The Printing plant of Ogonyok  magazine in Moscow, designed by El Lissitzky, is likely the only extant building based on Lissitzky's blueprints. Located at 17, 1st Samotechny Lane, it is Lissitzky's sole tangible work of architecture. It was commissioned in 1932 by Ogonyok magazine to be used as a print shop. In June 2007 the independent Russky Avangard foundation filed a request to list the building on the heritage register. In September 2007 the city commission (Moskomnasledie) approved the request and passed it to the city government for a final approval, which happened in August 2008. In October 2008, the abandoned building was badly damaged by fire.
Next door, a developer Inteco has started
preparations for construction of a new block of flats for the Film-Makers' Union.

In 2012, its status was upgraded to regional landmark, and it was announced that the building would be restored and become part of a hotel complex. Works since then have involved extensive alteration rather than restoration.

※ ※ ※

▶ Short exercise a: Repeat the stretch of the listing from the line containing "One pin marks each instance of the flamingo beak." through the end of the listing, leaving out the pictures.

Records from a collection
※ ※ ※

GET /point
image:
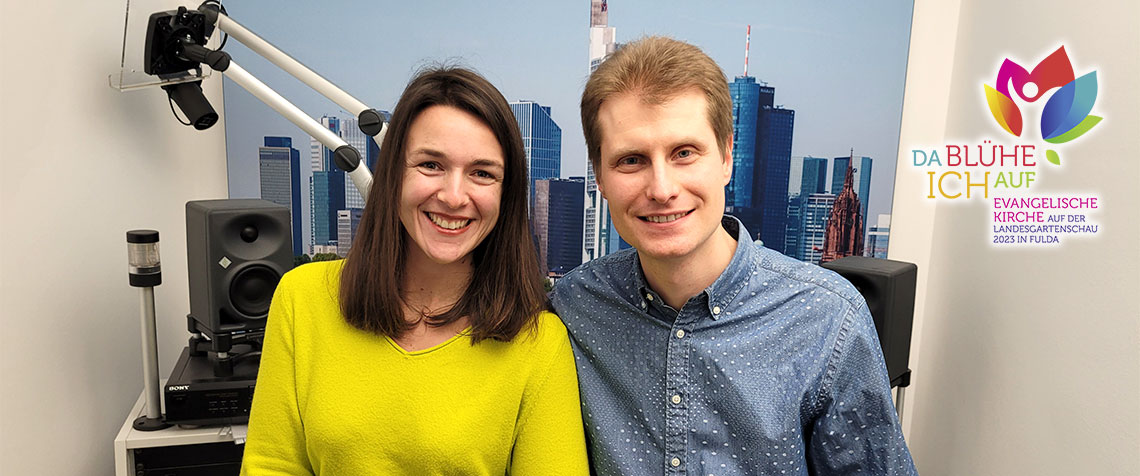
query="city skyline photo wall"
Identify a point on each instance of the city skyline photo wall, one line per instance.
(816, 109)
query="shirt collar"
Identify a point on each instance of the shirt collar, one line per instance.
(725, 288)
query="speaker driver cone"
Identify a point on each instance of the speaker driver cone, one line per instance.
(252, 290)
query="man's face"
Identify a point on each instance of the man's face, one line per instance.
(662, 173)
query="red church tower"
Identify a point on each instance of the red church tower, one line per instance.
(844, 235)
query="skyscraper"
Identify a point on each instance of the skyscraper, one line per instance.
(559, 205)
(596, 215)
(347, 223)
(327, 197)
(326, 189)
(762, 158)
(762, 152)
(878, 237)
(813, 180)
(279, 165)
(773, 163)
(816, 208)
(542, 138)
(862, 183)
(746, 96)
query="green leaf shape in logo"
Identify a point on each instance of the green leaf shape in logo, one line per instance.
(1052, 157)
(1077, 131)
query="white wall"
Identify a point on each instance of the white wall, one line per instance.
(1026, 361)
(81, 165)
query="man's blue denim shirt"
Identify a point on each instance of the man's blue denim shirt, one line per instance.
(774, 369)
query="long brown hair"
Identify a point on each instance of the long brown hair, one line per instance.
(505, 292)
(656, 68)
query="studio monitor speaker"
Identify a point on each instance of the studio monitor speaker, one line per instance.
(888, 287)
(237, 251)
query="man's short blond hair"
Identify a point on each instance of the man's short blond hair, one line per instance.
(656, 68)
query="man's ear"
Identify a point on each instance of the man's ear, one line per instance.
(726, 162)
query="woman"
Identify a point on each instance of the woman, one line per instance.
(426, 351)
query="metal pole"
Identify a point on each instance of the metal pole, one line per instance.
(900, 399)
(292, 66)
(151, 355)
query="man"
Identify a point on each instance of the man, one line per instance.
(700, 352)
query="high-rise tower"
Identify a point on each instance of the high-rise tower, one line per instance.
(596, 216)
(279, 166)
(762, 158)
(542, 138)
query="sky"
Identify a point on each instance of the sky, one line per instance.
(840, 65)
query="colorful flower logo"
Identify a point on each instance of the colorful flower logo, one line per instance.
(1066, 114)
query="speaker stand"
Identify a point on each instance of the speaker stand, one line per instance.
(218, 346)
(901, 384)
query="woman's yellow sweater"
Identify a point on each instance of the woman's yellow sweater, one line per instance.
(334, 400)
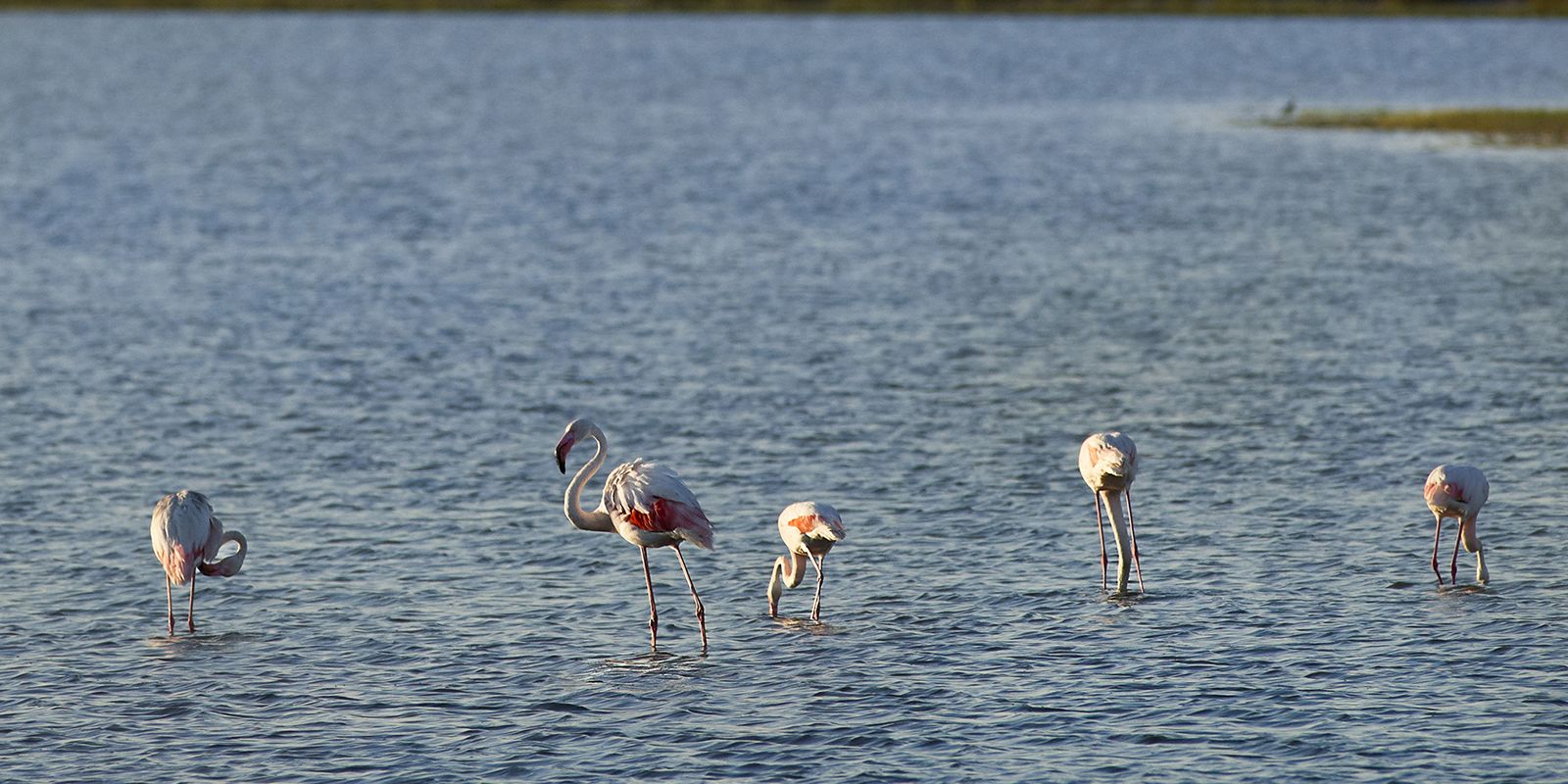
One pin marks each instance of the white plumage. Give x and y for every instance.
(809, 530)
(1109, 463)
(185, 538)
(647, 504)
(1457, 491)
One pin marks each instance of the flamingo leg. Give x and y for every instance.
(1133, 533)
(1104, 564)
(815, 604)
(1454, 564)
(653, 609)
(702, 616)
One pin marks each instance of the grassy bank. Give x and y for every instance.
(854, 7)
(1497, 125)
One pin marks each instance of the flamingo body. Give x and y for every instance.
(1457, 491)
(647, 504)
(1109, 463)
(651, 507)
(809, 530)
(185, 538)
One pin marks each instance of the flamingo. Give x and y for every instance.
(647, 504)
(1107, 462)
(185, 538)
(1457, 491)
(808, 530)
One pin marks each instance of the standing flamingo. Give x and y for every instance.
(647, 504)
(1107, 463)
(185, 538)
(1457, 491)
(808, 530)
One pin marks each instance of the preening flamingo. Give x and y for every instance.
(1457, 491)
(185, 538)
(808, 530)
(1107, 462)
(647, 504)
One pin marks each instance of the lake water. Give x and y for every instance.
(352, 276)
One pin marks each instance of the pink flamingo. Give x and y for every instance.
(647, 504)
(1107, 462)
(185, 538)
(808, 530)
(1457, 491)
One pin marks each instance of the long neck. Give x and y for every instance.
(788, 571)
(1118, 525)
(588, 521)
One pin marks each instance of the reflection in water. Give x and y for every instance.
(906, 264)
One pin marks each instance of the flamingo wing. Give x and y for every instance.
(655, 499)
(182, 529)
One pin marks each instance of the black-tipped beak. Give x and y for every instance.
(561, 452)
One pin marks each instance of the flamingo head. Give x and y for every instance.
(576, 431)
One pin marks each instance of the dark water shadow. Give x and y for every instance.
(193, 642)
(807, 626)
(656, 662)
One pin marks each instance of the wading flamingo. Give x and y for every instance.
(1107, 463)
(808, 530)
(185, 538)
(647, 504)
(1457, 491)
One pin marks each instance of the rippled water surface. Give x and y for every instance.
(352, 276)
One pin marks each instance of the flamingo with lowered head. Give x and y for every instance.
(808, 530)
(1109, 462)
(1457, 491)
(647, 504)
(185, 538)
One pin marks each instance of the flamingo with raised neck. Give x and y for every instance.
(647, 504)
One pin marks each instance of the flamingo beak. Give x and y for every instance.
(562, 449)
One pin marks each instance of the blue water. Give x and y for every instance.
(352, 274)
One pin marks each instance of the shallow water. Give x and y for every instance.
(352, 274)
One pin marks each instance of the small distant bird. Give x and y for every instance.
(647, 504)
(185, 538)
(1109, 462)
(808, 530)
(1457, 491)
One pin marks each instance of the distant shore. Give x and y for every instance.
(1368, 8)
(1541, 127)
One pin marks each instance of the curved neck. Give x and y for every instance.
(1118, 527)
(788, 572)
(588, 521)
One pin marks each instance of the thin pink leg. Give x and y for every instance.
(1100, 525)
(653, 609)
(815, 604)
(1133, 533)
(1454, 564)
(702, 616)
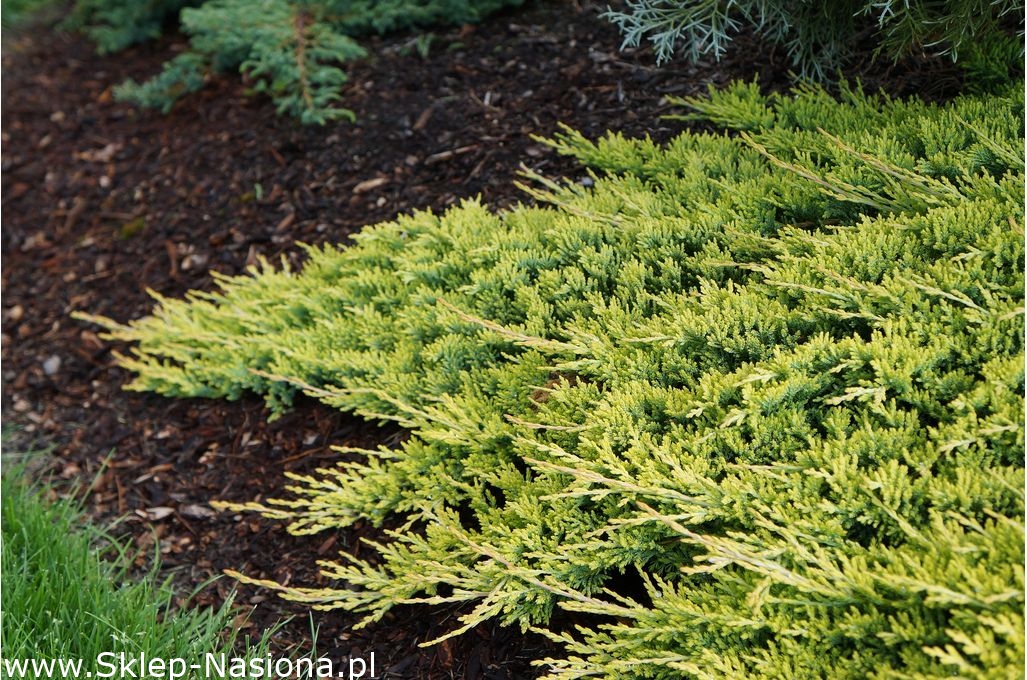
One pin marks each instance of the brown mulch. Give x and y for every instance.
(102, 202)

※ ※ ※

▶ Short exercise b: According to the text about the Ogonyok printing plant, in what year did the magazine commission the building?

▶ Full response a:
One pin marks each instance of the flamingo beak. Give x and y for every instance.
(562, 449)
One pin marks each instance of the blue water. Give x and y for every instance.
(352, 274)
One pin marks each instance of the shallow water. Give x and y for every instance.
(352, 274)
One pin marks each instance of the small distant bird. Give x and y for every instance.
(647, 504)
(185, 538)
(1109, 462)
(808, 530)
(1457, 491)
One pin marks each instance of the distant shore. Give x and y for every instance.
(1368, 8)
(1541, 127)
One pin marks each instance of the curved neck. Give x and y for every instance.
(1118, 527)
(788, 572)
(588, 521)
One pin marks each instance of the thin pink leg. Give x and y for every instance.
(1100, 525)
(653, 609)
(815, 604)
(1133, 533)
(1454, 564)
(702, 616)
One pin marks each instance of the brown mulch. Give x and y for every instance.
(102, 202)

▶ Full response b: 1932